EXERCISE TEXT
For example, in your case, the job fails because Batch hasn't supported Red Hat, so Batch is trying to install docker with default "apt-get" command, which results the docker failure for the container job.

Out of curiosity, is the Red Hat the required OS you need to use,  or will a replacement OS such as Debian or CentOS work?

Thanks!

Thank you so much @wenyhu and my rain is about to burst identifying which command its not able to find but never thought of os support here.

It's good to know that Batch doest support Red Hat Linux yet. Certainly I can try with with OS.

Regards,

G

@wenyhu 

Thanks again for your response. Based on recommendation I switched my instance template to Debian and after switching to Debian I am still getting the same error but this time exit code 100. Have you ever seen this error and what could be it related to. There is no much information in the logs.

Error:

Job state is set from SCHEDULED to FAILED for job projects/XXXXXXXXXXXXXXX/locations/us-central1/jobs/XXXXXXXXX-orch-202309191306. Job failed due to task failures. For example, task with index 0 failed, failed task event description is Task state is updated from PENDING to FAILED on zones/us-central1-c/instances/8693805527343590318 with exit code 100.

Thanks!

G

Hi @gkadam2011,

It seems your Batch job with Debian 10 image is failed with error `Unable to acquire the dpkg frontend lock (/var/lib/dpkg/lock-frontend), is another process using it?`.  Could you try to retry on the failed tasks with https://cloud.google.com/batch/docs/automate-task-retries to see whether it helps?

If not, could you start with using Batch Debian image to see whether it works: https://cloud.google.com/batch/docs/vm-os-environment-overview#supported_vm_os_images? 

Thanks!

DATA SHOWN
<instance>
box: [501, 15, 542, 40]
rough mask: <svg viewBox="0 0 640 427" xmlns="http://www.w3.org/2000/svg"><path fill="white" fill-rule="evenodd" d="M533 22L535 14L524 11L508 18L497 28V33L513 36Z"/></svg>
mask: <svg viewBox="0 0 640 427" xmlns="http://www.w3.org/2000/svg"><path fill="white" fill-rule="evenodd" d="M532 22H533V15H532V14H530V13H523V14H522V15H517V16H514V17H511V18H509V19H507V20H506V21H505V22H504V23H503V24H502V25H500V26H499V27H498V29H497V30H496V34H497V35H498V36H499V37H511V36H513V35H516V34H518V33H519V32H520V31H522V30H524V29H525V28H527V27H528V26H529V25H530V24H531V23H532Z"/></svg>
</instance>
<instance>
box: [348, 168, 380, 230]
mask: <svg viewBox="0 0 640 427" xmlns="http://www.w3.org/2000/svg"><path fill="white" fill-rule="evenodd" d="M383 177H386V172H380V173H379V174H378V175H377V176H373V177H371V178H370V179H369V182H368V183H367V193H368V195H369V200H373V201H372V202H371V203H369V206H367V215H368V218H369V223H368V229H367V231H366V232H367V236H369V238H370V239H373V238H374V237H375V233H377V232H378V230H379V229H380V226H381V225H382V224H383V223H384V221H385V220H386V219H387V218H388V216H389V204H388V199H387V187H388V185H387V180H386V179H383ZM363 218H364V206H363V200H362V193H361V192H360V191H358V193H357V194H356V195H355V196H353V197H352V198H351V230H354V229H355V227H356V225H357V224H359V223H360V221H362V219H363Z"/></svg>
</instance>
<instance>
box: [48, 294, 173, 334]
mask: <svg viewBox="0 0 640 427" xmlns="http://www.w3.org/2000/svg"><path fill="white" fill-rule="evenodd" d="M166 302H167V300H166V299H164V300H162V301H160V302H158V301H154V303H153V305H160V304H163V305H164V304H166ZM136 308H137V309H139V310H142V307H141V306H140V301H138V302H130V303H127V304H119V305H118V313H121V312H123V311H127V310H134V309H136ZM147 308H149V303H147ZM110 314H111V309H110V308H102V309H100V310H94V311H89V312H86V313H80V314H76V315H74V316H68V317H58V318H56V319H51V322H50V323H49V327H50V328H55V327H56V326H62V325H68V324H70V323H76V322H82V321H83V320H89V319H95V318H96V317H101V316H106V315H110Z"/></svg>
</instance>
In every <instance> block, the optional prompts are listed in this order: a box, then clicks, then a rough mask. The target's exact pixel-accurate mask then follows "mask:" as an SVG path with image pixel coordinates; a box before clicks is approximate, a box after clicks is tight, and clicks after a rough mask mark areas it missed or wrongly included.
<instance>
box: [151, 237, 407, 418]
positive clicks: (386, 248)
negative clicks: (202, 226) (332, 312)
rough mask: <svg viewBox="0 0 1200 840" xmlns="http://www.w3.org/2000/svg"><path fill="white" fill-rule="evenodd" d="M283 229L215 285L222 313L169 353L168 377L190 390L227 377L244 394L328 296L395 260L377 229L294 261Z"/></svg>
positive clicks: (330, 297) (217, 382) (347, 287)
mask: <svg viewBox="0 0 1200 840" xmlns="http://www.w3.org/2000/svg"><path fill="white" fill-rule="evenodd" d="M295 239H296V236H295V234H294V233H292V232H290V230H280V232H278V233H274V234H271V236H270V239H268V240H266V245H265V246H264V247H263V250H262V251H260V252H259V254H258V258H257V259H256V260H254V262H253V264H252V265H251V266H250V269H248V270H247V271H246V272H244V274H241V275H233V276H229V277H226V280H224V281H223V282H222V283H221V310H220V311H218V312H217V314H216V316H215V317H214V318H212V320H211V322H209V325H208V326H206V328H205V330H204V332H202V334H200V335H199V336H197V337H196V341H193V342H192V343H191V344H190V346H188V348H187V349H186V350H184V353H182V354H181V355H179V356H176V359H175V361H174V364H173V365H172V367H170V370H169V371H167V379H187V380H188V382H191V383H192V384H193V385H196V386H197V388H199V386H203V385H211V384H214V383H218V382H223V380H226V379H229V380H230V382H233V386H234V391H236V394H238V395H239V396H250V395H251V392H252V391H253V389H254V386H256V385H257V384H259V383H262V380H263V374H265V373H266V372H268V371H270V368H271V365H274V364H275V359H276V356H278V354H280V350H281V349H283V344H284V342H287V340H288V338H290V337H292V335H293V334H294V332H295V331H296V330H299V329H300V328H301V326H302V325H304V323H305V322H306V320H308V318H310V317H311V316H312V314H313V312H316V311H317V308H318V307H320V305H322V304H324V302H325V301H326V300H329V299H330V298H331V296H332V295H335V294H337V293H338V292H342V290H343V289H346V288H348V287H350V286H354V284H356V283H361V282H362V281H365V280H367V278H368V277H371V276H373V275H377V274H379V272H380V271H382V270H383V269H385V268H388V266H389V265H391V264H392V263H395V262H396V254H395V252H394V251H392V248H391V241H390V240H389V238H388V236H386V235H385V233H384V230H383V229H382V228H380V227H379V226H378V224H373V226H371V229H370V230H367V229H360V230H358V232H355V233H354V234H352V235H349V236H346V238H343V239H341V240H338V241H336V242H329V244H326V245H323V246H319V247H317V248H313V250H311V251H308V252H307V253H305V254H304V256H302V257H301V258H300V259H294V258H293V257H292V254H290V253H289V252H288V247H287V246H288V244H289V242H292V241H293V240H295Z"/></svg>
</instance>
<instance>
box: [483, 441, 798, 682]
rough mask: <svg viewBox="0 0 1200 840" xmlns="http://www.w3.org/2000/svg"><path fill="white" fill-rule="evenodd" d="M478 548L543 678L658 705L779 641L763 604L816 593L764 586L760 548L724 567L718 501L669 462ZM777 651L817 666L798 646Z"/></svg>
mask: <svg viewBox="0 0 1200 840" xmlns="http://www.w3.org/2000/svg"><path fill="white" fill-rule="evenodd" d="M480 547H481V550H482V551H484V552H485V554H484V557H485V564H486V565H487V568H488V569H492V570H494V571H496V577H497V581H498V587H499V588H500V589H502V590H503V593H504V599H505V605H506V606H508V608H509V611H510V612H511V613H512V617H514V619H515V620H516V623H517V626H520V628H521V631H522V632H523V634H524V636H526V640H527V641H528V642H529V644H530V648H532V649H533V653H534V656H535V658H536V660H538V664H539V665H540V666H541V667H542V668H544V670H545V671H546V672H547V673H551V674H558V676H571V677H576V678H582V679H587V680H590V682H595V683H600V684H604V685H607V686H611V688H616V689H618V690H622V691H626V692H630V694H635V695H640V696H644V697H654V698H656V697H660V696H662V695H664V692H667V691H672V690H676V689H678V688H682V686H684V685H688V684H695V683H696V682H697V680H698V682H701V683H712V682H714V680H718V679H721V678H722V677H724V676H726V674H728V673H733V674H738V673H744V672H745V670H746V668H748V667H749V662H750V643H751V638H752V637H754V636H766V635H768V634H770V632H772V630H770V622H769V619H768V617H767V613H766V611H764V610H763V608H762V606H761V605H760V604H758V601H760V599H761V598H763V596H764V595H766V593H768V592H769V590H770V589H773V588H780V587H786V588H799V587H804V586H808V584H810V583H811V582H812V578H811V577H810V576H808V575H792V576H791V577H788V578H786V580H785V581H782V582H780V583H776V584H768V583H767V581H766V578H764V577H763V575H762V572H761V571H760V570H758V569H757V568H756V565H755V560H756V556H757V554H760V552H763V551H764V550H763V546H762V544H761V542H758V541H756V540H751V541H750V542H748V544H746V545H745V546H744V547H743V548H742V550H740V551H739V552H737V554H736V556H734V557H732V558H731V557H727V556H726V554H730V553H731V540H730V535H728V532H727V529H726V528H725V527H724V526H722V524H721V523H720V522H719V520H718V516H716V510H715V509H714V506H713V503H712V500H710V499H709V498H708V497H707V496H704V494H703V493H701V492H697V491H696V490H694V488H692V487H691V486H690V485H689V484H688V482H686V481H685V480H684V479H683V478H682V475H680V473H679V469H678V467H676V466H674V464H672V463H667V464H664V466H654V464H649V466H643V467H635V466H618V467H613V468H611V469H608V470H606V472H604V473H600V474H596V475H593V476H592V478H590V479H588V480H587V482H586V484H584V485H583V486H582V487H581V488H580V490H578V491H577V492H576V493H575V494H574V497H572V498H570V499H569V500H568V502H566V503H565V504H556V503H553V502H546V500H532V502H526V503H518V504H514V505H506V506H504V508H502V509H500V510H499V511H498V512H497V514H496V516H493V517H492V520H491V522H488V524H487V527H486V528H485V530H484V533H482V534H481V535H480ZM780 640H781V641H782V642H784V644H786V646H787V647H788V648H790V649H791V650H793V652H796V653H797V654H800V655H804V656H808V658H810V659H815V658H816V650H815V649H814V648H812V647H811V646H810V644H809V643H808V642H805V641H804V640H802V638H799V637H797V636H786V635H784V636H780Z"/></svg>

TASK
In the forum thread about the failing Batch job, what exit code did the job report after the instance template was switched to Debian?

RESULT OF THIS TASK
Exit code 100.